======== GIVEN DATA

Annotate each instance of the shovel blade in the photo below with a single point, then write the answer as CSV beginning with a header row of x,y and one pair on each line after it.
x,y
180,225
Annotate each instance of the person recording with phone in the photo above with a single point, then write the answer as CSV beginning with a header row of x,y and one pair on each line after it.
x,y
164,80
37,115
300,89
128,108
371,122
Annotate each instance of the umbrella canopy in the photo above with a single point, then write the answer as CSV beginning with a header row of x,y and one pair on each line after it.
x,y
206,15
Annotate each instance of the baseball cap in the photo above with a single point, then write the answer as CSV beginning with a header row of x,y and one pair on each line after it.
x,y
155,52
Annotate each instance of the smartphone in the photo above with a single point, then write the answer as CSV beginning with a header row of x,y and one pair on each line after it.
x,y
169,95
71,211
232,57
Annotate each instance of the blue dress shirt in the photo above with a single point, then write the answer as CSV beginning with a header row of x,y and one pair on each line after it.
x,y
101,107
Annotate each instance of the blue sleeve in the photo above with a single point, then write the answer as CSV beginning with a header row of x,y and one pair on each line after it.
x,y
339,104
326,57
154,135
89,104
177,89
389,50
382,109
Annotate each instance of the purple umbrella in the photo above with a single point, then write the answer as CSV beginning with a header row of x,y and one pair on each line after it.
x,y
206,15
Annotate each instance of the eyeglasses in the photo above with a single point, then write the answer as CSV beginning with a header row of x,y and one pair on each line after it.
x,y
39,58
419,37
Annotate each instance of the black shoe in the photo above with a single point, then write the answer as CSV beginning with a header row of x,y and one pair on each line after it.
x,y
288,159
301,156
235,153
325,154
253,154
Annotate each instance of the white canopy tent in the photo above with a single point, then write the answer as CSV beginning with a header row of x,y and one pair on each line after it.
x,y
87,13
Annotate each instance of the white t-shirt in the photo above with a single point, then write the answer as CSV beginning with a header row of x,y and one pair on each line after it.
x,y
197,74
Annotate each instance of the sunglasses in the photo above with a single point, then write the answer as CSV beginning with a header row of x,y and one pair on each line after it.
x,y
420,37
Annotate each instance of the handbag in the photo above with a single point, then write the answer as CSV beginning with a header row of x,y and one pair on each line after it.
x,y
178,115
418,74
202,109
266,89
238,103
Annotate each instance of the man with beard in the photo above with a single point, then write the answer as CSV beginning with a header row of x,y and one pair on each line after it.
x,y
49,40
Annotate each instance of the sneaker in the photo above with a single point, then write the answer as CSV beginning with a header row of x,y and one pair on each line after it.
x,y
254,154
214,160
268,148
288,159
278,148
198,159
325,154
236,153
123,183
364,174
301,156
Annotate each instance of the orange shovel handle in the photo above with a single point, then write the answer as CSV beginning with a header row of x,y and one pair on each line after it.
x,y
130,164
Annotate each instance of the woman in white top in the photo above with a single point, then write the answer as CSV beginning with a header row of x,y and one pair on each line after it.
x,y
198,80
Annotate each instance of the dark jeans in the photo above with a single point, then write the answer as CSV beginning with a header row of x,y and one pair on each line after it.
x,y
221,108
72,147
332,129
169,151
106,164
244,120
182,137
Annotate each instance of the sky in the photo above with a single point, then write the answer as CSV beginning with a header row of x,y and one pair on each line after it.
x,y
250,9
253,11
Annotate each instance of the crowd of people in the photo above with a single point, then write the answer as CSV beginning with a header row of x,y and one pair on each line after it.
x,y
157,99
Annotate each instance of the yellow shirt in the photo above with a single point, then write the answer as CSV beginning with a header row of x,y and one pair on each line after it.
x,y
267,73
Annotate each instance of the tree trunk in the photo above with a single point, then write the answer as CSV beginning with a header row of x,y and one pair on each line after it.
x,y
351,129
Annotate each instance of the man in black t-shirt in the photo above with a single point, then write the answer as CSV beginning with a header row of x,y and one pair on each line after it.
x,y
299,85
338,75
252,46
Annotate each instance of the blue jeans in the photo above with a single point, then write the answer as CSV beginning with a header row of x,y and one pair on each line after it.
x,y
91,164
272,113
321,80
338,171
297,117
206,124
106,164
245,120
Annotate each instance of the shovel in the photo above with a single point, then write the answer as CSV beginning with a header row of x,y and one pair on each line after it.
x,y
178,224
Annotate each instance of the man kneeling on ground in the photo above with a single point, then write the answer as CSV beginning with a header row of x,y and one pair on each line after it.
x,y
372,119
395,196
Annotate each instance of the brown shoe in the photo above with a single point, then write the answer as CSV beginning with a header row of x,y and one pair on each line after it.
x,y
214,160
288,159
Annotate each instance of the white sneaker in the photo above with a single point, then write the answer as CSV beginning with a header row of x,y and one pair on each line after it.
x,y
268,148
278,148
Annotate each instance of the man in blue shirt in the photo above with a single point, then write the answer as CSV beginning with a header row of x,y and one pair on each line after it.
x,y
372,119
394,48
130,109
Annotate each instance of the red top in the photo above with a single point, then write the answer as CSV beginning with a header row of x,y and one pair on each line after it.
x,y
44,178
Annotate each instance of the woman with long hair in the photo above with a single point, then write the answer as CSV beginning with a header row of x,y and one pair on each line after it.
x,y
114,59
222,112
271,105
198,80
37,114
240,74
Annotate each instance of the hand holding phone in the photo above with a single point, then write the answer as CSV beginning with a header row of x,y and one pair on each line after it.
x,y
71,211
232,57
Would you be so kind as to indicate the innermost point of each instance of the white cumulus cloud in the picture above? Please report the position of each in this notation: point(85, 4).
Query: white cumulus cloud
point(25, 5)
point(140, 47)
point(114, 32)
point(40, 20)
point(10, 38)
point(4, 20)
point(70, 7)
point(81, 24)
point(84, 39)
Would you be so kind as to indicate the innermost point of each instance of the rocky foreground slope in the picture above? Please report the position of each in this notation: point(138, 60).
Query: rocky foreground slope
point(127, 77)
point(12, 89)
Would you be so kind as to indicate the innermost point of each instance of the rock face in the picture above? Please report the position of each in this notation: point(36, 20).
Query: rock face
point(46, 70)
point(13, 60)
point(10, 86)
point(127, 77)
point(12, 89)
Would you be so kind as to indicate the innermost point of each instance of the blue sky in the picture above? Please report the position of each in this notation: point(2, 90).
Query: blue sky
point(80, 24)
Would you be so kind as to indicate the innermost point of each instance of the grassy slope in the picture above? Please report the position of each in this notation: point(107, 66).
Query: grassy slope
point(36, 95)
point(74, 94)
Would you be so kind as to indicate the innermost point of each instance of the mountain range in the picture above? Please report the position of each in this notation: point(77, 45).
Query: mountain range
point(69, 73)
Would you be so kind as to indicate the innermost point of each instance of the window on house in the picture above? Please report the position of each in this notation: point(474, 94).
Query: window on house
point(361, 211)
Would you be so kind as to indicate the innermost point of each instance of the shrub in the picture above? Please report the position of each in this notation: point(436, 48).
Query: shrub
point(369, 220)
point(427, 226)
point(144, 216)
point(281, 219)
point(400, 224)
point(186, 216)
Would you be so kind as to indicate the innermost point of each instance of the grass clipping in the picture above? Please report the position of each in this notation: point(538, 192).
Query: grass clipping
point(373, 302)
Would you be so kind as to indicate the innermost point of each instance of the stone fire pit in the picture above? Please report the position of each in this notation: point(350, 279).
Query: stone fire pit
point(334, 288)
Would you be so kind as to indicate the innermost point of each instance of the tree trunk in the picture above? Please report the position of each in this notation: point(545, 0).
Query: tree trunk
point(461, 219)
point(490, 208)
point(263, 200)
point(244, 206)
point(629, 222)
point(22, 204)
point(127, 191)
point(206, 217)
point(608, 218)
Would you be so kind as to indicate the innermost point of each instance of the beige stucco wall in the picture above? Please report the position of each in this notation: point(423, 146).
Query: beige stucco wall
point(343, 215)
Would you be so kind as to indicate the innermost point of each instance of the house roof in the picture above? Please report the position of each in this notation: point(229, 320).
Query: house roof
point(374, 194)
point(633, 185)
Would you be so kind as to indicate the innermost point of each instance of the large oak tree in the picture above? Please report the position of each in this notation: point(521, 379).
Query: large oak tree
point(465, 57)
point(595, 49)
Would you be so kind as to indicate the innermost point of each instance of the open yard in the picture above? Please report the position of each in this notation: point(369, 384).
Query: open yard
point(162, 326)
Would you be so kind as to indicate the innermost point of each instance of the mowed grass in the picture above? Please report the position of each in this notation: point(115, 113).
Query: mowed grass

================

DIRECTIONS:
Convert the stretch of the listing above, from the line containing "notation: point(350, 279)." through the line containing "point(608, 218)", into a Markdown table with a Row column giving each row's number and a Line column holding the line itself, omitting any blank lines.

ANSWER BELOW:
| Row | Line |
|---|---|
| 1 | Would you be so kind as to indicate the innermost point of each instance of the stone fire pit in the picture above? Please report the position of each in this notation: point(350, 279). |
| 2 | Query: stone fire pit |
| 3 | point(334, 288) |
| 4 | Would you be so kind as to indicate the innermost point of each instance of the tree trunk in the picture above? Please report the position of each in this notation: point(545, 0). |
| 5 | Query: tree trunk |
| 6 | point(461, 219) |
| 7 | point(490, 208) |
| 8 | point(263, 200) |
| 9 | point(244, 206) |
| 10 | point(629, 222) |
| 11 | point(22, 204) |
| 12 | point(127, 191) |
| 13 | point(206, 217) |
| 14 | point(608, 218) |